TEKS SUMBER
□ □ □ □

Marwah, Film, dan Perempuan di Madani International Film Festival

Review

by REDAKSI Editor by Ani Ema

Madani International Film Festival kembali hadir tahun ini dengan mengusung tema besar “Marwah” di tahun ketujuh penyelenggaraannya. Tema ini menggambarkan tujuan dari perubahan persepsi global mengenai dunia saat ini. Acara pembukaan dihadiri oleh dewan pengurus Madani, ada Putut Widjanarko, Garin Nugroho, Ekky Imanjaya, Hikmat Darmawan, Krisnadi yuliawan, Inaya Wahid. Dalam pembukaan tersebut,  Putut Widjanarko selaku Direktur Festival memberikan sambutan, diikuti Hikmat Darmawan yang menjelaskan lebih jauh tentang tema  Marwah..

Dalam sambutannya, Putut Widjanarko menyampaikan, “Kelompok-kelompok di wilayah yang sebelumnya dipandang sebagai pinggiran, seperti Asia Tenggara, Eropa Tengah & Timur, serta negara-negara berkembang di Asia, Afrika, dan Amerika Latin, kini mulai bangkit dan membangun marwah baru dalam dunia pasca-kolonial dan dekolonial. Di dunia yang sedang berubah ini, seni visual seperti film memainkan peran penting dalam membentuk kesadaran baru, bahwa kemerdekaan, kedaulatan, dan kemuliaan adalah hak setiap manusia.”


Pengunjung malam pembukaan Madani International Film Festival di Cinepolis Senayan Park berfoto dengan latar backdrop acara. (Dok. Ani Ema)

Pembukaan festival juga menampilkan Sha Ine Febriyanti yang membawakan puisi tentang Palestina dengan iringan musik biola yang menyentuh hati. Setelah itu, film utama yang diputar sebagai pembuka Madani International Film Festival adalah Goodbye Julia (Sudan, 2023), karya sutradara Mohamed Kordofani.

□ □ □ □

TUGAS ANDA
1 – Menurut ulasan tentang Madani International Film Festival, film apa yang diputar sebagai pembuka festival?
2 – Teruskan ulasan tentang Madani International Film Festival, mulai setelah kalimat terakhirnya.

□ □ □ □

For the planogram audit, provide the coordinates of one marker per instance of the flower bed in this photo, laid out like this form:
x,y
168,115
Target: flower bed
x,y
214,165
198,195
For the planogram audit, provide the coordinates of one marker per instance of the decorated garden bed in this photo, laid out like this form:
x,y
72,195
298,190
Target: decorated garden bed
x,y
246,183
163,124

□ □ □ □

JAWABAN TERTULIS
1 – Film pembukanya adalah Goodbye Julia (Sudan, 2023) karya sutradara Mohamed Kordofani.

2 –
Mohamed Kordofani dikenal dengan film-film naratifnya yang kuat, seperti NYERKUK (2016), yang memenangkan Black Elephant Award untuk Film Terbaik Sudan pada 2017, dan Kejer’s Prison (2019), yang ditayangkan selama revolusi Sudan di lapangan protes di hadapan ribuan orang. Film dokumenternya, Love Republic (2020), disiarkan di televisi nasional dan memperkuat pengaruhnya sebagai sineas di Sudan dan Afrika Utara.

Goodbye Julia adalah debut Kordofani sebagai sutradara film panjang dan menjadi film pertama dari Sudan yang ditayangkan di kategori Un Certain Regard di Festival Film Cannes. Selain itu, film ini juga terpilih oleh Komite Nasional Sudan untuk bersaing dalam kategori Best International Feature Film di Academy Awards ke-96 tahun ini.

Goodbye Julia menyelami kehidupan perempuan dan menggambarkan permasalahan mereka di Sudan, termasuk bagaimana suara perempuan seringkali diabaikan dalam masyarakat yang didominasi oleh maskulinitas. Melalui drama yang mendalam, film ini menunjukkan masalah sensitif perempuan, mulai dari politik kecil dalam keluarga hingga ke ranah publik dan negara.

Berlatar sebelum pemisahan Sudan Selatan, film ini bercerita tentang Mona, mantan penyanyi dari Utara yang sudah menikah. Ia berusaha menebus dosanya setelah suaminya, Akram, menembak mati seorang pria bernama Santiano dari Selatan. Mona kemudian mempekerjakan Julia, istri Santiano--pria yang terbunuh, sebagai pembantunya tanpa Julia mengetahui siapa pembunuh suaminya. Sepanjang film, Mona bergulat dengan konflik batin dan berusaha menyembunyikan rahasia kelamnya.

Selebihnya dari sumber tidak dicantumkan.